Search the listing below for the word "smoke" and copy each line that holds it.

------------------------------------------------------------------------

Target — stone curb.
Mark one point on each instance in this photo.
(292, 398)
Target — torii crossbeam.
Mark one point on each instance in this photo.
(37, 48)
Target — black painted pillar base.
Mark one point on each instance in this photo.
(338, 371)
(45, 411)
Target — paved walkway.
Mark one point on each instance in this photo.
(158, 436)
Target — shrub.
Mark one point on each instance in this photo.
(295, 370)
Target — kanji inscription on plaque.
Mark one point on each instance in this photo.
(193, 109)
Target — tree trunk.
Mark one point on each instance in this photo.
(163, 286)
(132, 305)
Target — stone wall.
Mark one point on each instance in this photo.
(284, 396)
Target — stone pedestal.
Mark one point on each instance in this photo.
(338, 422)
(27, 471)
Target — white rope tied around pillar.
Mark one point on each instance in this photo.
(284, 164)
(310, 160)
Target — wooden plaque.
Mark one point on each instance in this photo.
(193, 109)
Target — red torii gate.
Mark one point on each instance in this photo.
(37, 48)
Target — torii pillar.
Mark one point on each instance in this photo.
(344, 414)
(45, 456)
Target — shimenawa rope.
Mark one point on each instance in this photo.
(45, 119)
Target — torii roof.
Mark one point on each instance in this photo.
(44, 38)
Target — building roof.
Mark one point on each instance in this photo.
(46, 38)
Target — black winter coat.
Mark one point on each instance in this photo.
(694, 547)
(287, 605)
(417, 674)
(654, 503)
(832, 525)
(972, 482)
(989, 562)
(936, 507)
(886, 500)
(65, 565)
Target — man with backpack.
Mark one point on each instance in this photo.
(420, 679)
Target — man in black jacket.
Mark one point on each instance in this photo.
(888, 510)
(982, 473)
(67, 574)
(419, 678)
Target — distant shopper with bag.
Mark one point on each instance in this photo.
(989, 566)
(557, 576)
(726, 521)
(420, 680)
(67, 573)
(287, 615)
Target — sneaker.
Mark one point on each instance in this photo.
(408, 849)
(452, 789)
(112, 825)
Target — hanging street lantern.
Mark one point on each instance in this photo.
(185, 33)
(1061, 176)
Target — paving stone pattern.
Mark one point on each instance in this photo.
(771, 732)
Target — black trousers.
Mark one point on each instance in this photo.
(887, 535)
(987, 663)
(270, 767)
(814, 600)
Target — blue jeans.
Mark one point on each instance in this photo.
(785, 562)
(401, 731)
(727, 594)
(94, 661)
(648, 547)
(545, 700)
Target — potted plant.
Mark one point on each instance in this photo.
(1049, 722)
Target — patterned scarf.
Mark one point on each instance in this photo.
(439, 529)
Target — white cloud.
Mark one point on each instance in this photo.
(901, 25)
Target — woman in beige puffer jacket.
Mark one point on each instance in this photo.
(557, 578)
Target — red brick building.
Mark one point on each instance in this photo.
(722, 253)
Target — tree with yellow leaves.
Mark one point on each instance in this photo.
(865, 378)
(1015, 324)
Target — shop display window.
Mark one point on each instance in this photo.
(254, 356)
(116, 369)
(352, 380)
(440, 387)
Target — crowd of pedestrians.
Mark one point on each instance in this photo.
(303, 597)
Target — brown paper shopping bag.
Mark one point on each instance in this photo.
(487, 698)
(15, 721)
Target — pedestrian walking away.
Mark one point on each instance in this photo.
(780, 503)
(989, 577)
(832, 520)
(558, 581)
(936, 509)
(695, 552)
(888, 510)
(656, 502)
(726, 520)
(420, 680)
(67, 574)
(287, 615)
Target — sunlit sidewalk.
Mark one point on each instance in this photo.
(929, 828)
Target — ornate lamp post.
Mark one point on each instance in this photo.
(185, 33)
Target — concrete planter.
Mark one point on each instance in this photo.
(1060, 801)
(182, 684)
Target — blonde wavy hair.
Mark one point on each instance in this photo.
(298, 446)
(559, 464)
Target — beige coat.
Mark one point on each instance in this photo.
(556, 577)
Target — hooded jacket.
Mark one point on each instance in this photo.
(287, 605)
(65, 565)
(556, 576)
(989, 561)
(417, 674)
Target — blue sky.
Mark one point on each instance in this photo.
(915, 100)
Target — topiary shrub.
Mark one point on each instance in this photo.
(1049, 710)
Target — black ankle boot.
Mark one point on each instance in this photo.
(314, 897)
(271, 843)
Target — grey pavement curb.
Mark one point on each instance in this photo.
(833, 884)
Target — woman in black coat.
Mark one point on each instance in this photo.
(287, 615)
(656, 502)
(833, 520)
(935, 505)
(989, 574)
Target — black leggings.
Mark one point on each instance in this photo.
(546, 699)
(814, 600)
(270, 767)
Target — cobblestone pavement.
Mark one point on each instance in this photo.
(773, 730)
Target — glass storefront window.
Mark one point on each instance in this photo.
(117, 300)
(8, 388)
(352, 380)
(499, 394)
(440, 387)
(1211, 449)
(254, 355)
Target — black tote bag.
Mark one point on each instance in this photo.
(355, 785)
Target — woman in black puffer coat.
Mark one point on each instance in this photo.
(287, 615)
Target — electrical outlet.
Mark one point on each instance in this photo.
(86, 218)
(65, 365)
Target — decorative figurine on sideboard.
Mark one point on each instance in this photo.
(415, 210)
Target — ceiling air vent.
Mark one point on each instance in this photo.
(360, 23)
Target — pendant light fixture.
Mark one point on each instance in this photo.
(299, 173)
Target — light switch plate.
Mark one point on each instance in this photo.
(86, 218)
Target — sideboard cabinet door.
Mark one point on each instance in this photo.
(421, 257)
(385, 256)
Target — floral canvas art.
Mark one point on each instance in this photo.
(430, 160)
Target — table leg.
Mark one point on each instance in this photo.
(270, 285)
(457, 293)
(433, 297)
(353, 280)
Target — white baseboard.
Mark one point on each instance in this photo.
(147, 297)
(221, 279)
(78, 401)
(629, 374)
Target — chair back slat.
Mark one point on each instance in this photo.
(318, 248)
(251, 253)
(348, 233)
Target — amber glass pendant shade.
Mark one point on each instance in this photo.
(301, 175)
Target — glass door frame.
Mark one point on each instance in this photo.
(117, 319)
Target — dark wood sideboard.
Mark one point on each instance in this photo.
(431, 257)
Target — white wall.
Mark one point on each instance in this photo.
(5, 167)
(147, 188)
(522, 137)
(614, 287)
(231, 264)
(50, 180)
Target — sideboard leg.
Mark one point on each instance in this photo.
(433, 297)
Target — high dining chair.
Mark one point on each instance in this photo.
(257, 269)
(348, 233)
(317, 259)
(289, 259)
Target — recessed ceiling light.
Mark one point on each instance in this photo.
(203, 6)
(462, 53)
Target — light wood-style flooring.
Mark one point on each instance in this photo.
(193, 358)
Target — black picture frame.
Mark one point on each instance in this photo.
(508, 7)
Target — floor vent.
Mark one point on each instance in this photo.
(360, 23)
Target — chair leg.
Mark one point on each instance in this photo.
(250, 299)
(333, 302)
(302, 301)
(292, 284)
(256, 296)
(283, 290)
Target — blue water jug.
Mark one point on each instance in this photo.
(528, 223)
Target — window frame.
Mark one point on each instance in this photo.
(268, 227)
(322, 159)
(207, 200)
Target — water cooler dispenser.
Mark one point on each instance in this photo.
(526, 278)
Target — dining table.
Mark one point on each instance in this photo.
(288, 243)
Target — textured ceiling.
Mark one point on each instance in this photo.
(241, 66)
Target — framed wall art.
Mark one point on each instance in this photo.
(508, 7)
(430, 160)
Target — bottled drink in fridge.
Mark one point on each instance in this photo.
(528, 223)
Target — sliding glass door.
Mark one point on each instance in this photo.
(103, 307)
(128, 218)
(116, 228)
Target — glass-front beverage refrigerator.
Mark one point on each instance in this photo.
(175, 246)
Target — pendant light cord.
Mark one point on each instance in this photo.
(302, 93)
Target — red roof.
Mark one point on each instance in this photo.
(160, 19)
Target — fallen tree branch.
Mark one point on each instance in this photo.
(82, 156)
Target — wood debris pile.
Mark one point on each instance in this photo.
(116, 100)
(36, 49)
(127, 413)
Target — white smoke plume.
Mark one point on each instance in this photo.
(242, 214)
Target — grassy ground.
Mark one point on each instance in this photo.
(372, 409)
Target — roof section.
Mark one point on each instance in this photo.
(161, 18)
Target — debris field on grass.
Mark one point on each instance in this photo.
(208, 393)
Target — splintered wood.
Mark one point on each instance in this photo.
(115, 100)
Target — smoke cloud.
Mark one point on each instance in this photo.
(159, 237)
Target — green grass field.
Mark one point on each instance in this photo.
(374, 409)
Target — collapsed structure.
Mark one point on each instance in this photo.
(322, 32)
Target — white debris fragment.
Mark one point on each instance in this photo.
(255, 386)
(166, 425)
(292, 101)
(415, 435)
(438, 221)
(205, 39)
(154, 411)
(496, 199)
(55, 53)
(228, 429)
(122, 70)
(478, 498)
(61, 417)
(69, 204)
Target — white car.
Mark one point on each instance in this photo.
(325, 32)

------------------------------------------------------------------------

Expected answer:
Target — white smoke plume.
Target — smoke cloud.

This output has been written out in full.